**REQUIREMENT 1:** Quote the passage on the Indian textile summit word for word, from "Uster’s second Quality" to "in Indian textiles.".

**SELECTED PASSAGE:**
____________

Delegates at the summit explored the challenges and opportunities facing the Indian textile sector, and the message from the event was that India’s textile producers have a clear picture of the challenges they face, and have a determination to make the improvements needed along the pathways to future prosperity.
 
Uster’s second Quality University themed ‘Opportunities and challenges for the Indian textile industry’ attracted 24 high-level participants, including owners and directors of 19 mills from Gujarat, one of India’s most important textile regions. Delegates discussed the major issues for the industry’s future prosperity, with a panel of experts offering valuable insights.
 
The panel on ‘multi-faceted improvement plans’ concluded that even in an age ruled by technology, human factors were critical for success in Indian textiles.
 
The panel on ‘challenges along the entire value chain’ concluded that cotton is sure to remain the most-important fibre, and the large cotton-growing capacity in India forms a solid basis for the entire sector’s success on global markets. “But, there should be increased efforts to use this strength as part of an added-value campaign spanning the whole industry, with an emphasis on quality and increased investments in downstream processes such as knitting and finishing. In this way, the industry would achieve greater economies of scale and improve its overall competitiveness internationally,” it added.
 
The discussion under ‘tackling cotton contamination’ concluded that Indian cotton suffers from continued problem of contamination, and significant improvements are achievable, from picking to ginning, with proper attention, training and consultation. “Examples have shown that real improvements are possible as the spinners’ requirements are better understood and implemented – but it will take time,” the panel concluded.

____________

**INPUT:**
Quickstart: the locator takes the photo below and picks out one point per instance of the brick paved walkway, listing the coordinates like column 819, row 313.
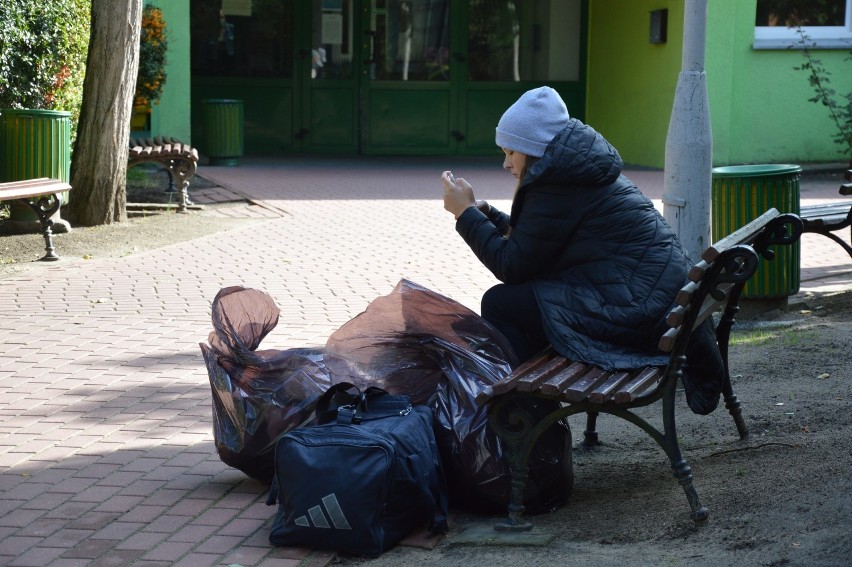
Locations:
column 106, row 451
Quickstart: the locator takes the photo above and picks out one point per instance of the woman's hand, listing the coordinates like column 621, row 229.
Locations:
column 458, row 194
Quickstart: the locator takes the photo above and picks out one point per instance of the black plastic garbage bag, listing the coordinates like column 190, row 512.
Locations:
column 257, row 395
column 412, row 341
column 420, row 343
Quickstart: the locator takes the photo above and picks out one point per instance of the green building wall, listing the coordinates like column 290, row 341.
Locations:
column 172, row 116
column 759, row 107
column 631, row 82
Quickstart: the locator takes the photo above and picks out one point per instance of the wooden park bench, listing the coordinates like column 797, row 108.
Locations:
column 43, row 196
column 179, row 159
column 714, row 283
column 829, row 218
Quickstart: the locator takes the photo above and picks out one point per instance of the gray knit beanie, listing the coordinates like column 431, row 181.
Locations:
column 532, row 122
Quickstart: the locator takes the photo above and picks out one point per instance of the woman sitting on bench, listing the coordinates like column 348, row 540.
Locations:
column 586, row 262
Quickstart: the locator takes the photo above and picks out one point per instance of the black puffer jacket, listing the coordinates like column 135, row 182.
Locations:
column 604, row 263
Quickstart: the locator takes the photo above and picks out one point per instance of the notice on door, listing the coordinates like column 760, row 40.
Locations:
column 236, row 7
column 332, row 29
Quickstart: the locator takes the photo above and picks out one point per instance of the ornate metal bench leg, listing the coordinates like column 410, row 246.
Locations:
column 512, row 424
column 180, row 172
column 515, row 521
column 734, row 408
column 683, row 473
column 44, row 208
column 590, row 436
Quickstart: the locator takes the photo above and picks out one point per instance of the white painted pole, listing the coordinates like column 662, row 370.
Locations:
column 689, row 145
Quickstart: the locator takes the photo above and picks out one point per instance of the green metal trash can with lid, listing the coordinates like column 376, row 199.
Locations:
column 34, row 143
column 223, row 131
column 742, row 193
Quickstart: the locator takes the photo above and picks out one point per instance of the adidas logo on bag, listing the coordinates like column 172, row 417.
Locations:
column 319, row 519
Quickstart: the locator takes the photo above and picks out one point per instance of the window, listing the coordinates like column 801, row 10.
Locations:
column 828, row 23
column 523, row 40
column 241, row 39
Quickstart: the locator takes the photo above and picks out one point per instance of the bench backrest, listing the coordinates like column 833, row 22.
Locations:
column 724, row 269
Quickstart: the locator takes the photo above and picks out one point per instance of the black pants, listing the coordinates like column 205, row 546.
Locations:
column 513, row 310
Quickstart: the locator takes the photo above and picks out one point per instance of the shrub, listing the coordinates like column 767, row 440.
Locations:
column 43, row 48
column 153, row 46
column 839, row 105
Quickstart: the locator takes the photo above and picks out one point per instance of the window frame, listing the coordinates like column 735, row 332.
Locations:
column 822, row 37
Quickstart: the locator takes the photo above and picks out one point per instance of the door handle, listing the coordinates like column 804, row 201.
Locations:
column 374, row 37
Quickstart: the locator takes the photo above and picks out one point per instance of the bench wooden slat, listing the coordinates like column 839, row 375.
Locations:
column 582, row 387
column 32, row 188
column 563, row 380
column 608, row 387
column 743, row 235
column 668, row 339
column 642, row 381
column 532, row 380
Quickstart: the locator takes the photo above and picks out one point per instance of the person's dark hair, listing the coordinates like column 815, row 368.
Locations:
column 528, row 163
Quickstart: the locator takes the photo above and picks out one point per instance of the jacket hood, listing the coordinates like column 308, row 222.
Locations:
column 577, row 156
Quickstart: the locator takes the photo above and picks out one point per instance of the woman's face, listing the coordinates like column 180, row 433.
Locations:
column 513, row 162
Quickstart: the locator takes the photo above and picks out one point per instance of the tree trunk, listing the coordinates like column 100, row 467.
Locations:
column 99, row 161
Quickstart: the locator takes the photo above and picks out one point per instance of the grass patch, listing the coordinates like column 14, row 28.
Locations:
column 786, row 337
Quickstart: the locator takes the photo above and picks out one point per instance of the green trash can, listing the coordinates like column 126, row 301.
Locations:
column 223, row 131
column 33, row 144
column 742, row 193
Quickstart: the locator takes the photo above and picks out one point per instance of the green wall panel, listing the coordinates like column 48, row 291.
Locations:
column 759, row 104
column 631, row 82
column 406, row 119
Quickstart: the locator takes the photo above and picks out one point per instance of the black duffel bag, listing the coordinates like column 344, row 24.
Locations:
column 360, row 480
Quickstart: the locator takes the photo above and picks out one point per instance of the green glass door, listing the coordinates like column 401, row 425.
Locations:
column 513, row 46
column 382, row 77
column 327, row 110
column 408, row 104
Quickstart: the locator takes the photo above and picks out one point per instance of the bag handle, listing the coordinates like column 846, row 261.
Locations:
column 346, row 403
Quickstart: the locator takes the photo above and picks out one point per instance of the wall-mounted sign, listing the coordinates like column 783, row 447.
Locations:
column 332, row 28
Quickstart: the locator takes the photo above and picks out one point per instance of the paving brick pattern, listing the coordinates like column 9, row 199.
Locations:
column 106, row 449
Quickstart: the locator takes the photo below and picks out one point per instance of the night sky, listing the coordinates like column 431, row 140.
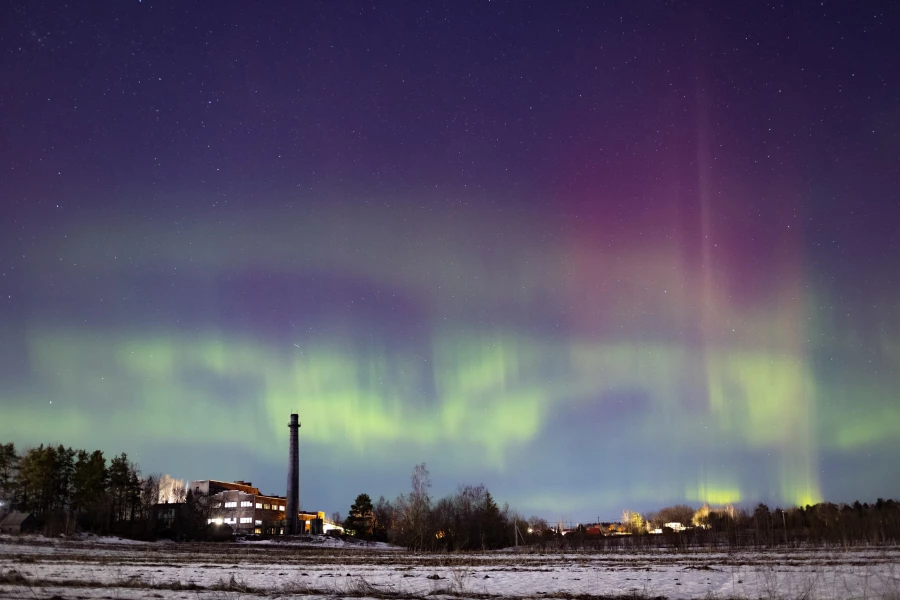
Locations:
column 596, row 256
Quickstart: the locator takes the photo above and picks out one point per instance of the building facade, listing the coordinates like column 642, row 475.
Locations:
column 247, row 511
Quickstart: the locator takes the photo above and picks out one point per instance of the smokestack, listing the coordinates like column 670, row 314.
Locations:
column 293, row 499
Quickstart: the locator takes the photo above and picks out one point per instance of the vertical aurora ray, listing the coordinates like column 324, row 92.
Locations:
column 608, row 345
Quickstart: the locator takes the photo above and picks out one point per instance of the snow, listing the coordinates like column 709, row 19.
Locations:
column 108, row 567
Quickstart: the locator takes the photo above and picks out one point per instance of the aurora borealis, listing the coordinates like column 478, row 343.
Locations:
column 595, row 258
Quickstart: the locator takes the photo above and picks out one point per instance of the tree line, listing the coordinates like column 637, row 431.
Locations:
column 729, row 527
column 70, row 489
column 468, row 519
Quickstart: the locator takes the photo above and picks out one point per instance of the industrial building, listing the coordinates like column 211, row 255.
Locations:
column 246, row 510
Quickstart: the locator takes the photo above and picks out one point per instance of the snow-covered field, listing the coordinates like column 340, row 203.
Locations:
column 321, row 568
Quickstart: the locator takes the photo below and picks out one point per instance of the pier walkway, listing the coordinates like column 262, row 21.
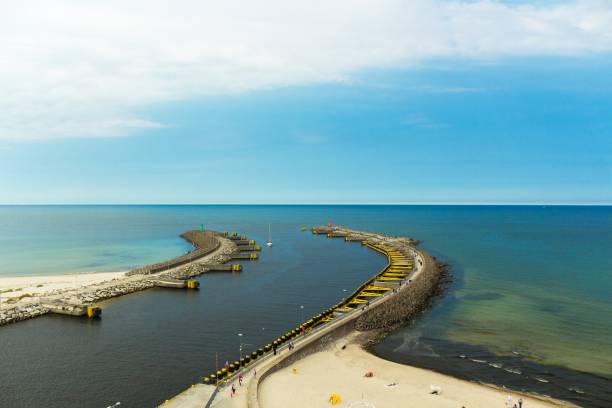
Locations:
column 405, row 264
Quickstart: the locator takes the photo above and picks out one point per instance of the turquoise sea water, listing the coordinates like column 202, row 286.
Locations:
column 531, row 290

____________

**REQUIREMENT 2:** Print the lines of the records above verbatim, from the line with "211, row 255." to the last line of the records. Leave the pictures out.

**FINAL RESULT 1:**
Uster’s second Quality University themed ‘Opportunities and challenges for the Indian textile industry’ attracted 24 high-level participants, including owners and directors of 19 mills from Gujarat, one of India’s most important textile regions. Delegates discussed the major issues for the industry’s future prosperity, with a panel of experts offering valuable insights.
 
The panel on ‘multi-faceted improvement plans’ concluded that even in an age ruled by technology, human factors were critical for success in Indian textiles.

**FINAL RESULT 2:**
Quickstart: the locator takes the photo above and picks out one point per instance of the industrial building, listing the coordinates like column 211, row 255.
Locations:
column 246, row 510
Quickstart: the locator takes the photo above and picks out one point per instance of the snow-covered field, listing the coordinates like column 340, row 203.
Locations:
column 321, row 568
Quickstart: the locator takes the photo below and picks out one point per instance of the pier walkway, listing the coordinates like column 262, row 21.
Locations:
column 405, row 264
Quickstart: the locator takes the photo above and picks out one point per instance of the turquoise sea water, listing the coordinates like column 202, row 286.
Locations:
column 531, row 290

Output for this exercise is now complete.